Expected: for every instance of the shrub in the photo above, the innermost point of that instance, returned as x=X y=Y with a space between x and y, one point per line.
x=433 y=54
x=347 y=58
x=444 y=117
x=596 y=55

- **What you are asked to do**:
Each line of the listing has to be reproduced exactly.

- **Answer for the task**:
Expected: for every instance of the shrub in the photo above, the innermost point of that instance, returned as x=X y=Y with a space between x and y, one point per line.
x=433 y=54
x=347 y=58
x=444 y=117
x=596 y=55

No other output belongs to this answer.